___ Exercise material ___
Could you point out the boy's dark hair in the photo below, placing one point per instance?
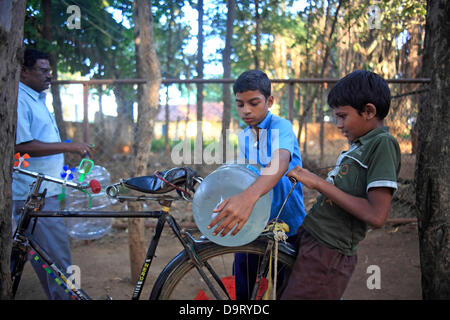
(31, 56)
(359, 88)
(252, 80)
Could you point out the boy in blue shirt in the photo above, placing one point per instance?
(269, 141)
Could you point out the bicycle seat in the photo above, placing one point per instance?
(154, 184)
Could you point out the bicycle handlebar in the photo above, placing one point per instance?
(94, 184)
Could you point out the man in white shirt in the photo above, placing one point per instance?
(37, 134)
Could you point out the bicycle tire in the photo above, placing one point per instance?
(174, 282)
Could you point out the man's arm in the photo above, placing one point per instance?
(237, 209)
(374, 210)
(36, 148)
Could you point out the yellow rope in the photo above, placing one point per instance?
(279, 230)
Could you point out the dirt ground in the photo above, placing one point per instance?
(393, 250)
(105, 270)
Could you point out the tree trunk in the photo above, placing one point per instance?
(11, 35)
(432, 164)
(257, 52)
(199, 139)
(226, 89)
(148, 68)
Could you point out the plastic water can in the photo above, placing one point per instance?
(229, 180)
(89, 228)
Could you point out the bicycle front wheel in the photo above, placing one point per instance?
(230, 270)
___
___ Exercise material ___
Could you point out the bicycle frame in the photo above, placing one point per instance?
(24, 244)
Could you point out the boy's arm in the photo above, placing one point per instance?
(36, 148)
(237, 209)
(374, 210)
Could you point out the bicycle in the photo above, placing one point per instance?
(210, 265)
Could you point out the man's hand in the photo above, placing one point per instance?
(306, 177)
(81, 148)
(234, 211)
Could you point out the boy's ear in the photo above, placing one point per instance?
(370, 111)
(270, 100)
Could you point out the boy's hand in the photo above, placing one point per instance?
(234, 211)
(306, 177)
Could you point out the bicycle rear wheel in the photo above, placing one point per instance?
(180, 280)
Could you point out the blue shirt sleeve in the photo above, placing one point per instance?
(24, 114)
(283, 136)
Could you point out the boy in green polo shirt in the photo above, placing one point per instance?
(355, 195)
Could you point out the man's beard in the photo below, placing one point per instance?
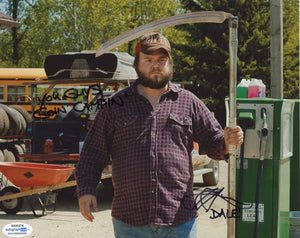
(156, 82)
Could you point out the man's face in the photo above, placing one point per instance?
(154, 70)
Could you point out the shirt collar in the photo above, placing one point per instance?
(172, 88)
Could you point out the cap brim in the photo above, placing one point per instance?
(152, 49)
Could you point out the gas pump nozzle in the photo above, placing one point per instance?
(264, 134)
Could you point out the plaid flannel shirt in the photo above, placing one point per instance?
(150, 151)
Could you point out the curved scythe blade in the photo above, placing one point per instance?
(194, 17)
___
• [What you have to do]
Count the lines in the rows above that contain the word "below", and reply with the number alone.

• [Worked solution]
2